Retype the full set of records. Keep every character identical.

● ● ● ●

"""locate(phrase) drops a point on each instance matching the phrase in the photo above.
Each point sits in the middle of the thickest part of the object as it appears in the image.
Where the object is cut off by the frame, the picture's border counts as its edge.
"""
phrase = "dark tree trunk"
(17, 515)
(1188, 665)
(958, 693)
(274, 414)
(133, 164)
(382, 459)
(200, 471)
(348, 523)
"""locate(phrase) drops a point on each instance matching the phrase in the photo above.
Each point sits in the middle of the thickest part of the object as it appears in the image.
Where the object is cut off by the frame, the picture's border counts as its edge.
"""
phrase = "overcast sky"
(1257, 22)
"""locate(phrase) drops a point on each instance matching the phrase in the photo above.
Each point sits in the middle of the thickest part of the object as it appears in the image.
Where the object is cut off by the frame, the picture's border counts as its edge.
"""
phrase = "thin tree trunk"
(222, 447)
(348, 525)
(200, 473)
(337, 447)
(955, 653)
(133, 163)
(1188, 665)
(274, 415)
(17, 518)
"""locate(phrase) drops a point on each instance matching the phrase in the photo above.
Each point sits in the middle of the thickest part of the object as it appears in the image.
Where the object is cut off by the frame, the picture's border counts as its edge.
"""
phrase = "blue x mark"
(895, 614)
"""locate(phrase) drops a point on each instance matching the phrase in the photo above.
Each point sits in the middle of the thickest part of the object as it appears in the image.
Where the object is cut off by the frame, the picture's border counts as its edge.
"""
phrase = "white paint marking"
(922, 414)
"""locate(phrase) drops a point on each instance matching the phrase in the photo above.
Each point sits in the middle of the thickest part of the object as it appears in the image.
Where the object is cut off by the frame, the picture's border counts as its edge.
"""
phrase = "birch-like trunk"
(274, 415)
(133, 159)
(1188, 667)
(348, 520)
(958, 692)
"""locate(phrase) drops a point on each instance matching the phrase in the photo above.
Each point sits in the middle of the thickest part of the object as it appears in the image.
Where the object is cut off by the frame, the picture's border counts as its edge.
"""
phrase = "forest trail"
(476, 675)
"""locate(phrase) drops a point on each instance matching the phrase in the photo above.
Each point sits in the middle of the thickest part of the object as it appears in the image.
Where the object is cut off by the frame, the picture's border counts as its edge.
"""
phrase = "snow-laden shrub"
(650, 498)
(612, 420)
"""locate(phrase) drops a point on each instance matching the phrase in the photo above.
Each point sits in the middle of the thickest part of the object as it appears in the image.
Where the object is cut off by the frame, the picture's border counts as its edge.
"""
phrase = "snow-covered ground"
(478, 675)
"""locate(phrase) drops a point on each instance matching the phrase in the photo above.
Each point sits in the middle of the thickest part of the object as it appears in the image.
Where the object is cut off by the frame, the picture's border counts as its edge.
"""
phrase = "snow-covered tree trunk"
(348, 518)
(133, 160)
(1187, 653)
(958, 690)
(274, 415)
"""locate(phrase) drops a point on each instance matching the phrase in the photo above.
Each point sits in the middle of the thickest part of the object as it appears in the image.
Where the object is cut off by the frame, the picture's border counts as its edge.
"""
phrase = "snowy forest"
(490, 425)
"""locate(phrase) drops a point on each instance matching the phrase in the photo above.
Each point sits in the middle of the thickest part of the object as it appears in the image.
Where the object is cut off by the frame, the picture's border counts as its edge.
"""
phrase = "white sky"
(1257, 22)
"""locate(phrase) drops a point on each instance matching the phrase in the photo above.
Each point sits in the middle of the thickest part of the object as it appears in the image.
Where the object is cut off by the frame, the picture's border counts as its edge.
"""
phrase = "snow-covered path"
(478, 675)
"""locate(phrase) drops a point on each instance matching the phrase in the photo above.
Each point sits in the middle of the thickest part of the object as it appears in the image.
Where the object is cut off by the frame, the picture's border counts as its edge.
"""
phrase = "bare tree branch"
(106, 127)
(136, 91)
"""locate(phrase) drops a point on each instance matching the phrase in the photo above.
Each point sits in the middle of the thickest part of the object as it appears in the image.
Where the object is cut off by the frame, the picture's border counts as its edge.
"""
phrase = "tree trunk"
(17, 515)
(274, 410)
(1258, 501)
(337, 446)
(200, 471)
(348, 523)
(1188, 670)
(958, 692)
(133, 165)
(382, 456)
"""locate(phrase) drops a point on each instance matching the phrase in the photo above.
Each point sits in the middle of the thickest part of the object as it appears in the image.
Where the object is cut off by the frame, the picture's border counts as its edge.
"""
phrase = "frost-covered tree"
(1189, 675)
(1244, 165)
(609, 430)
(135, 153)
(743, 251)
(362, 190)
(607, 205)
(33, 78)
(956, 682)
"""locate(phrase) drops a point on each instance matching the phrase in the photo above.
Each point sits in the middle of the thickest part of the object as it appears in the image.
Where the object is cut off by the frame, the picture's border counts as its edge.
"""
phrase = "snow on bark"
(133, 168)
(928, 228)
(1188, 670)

● ● ● ●

Output of the task
"""locate(phrase) drops a point on each instance matching the phrase in the photo above.
Each point sits in the middle of the thickest part of the object as it appears in the image.
Where the object is cut off by the frame, the picture's border counts as its edge.
"""
phrase = "dark tree trunk"
(17, 515)
(1188, 665)
(958, 693)
(274, 414)
(133, 164)
(382, 459)
(200, 471)
(348, 523)
"""locate(phrase) drops a point on each instance matching the phrase in the photo above.
Each point sits in the middle of the thickest part of the object as it appears in the image.
Where the object is cut off by the frame, the picture's border counts as its edge.
"""
phrase = "overcast sky"
(1257, 22)
"""locate(phrase) drops a point on each instance matching the phrase in the photo above.
Each point sits in the middle of the thickest part of the object as it appears in the image.
Where the object is cut off by the frame, the picture's border counts as its edge.
"""
phrase = "thin tree trunk"
(222, 447)
(348, 525)
(200, 473)
(337, 447)
(955, 653)
(133, 163)
(1188, 665)
(274, 415)
(17, 518)
"""locate(phrase) drops a point on each instance matching the phrase in the photo above.
Each point sits in the middle of the thickest part of the object as it appears in the image.
Where the object is cut off by the frame, the picture's border counts as its edge.
"""
phrase = "blue x mark"
(895, 614)
"""locate(phrase) drops a point on each instance matching the phrase in the photo above.
Each point sits in the middle of the thickest part of the object as it appears in the image.
Where the object is cut off by the frame, the picture's border counts as its edge.
"""
phrase = "white paint marking"
(922, 414)
"""locate(phrase) drops a point on each instance matching the phrase in the photo above.
Each point sits in the middle of the thickest part of the object as it appears in the image.
Where the object is cut off by the frame, the picture's border counts as its edge.
"""
phrase = "birch-like trunk"
(274, 415)
(133, 159)
(1188, 667)
(348, 520)
(958, 692)
"""locate(phrase) drops a point on each instance matching the phrase in the photo above.
Each point sits in the middle of the thickest part of the object as it appears in the image.
Where the object is cut off by the frame, the picture's border counts as its edge.
"""
phrase = "forest trail"
(476, 675)
"""locate(phrase) drops a point on each instance matching the phrase in the photo above.
Each point sits in the middle of the thickest part of the object as it appears in the image.
Where the object is cut off by the frame, the picture's border counts as its edge.
"""
phrase = "snow-laden shrub"
(650, 498)
(612, 420)
"""locate(phrase) drops a point on each instance matching the phrase in the photo above.
Each point sits in the middle of the thickest part of the object as it appears in the image.
Where the object is cut off by the frame, the picture's border counts as its edge.
"""
phrase = "snow-covered ground"
(478, 675)
"""locate(phrase) drops a point on each instance matching the phrase in the photo above.
Each point sits in the middle of the thickest part of the object as it appears in the image.
Where the object is cut off by the frame, the picture's border counts as its edge.
"""
phrase = "snow-covered tree trunk"
(348, 518)
(133, 160)
(1187, 653)
(958, 690)
(274, 415)
"""locate(phrase) drops a point on each instance matching the phrase in the photo above.
Each point sits in the middle of the thickest part of the object as it appears in the image.
Where the object is cut off by the frame, the picture's border counts as its edge.
"""
phrase = "snowy forest"
(490, 425)
"""locate(phrase) drops a point on each instance matching the phrase in the photo above.
Each point sits in the middle of the thickest part of the object as it appears in the image.
Where the object is cut off by the frame, the picture's border counts as its edge.
"""
phrase = "white sky"
(1257, 22)
"""locate(phrase) drops a point on each instance matching the phrase in the photo above.
Each point sits in the middle of the thickest part of the object as it appears in the image.
Where the object is cut off by the frame, the picture's border counts as its edge.
"""
phrase = "snow-covered path"
(478, 675)
"""locate(phrase) drops a point on each instance matching the phrase in the photo above.
Each point sits in the middle of the thickest part of the object as it appears in the image.
Where the object is cut off by the frame, the picture's border counts as its edge.
"""
phrase = "bare tree branch"
(106, 127)
(136, 91)
"""locate(phrase) drops a point on each instance matching the phrase in the photo above.
Each point sits in the middle of the thickest part of the object as it appears in the image.
Where the object is cut off by the frame, the picture's border counts as its edge.
"""
phrase = "tree trunk"
(17, 515)
(274, 410)
(1258, 501)
(337, 446)
(200, 471)
(348, 523)
(1188, 670)
(958, 692)
(133, 165)
(382, 456)
"""locate(phrase) drops a point on each instance matching the phrase in the photo above.
Each point sits in the middle of the thickest part of the object as it appears in the image.
Where the object is cut off by the frame, the picture's border counts as its edge.
"""
phrase = "frost-covered tree"
(1189, 675)
(1244, 165)
(609, 430)
(135, 153)
(743, 251)
(362, 190)
(607, 205)
(33, 78)
(956, 682)
"""locate(phrase) drops a point on each instance matching the phrase in the photo above.
Each point sits in the middle of the thickest part of the object as it appears in the image.
Where the object is cut off by the frame, the picture's border counts as its edge.
"""
phrase = "snow on bark"
(133, 168)
(928, 228)
(1188, 670)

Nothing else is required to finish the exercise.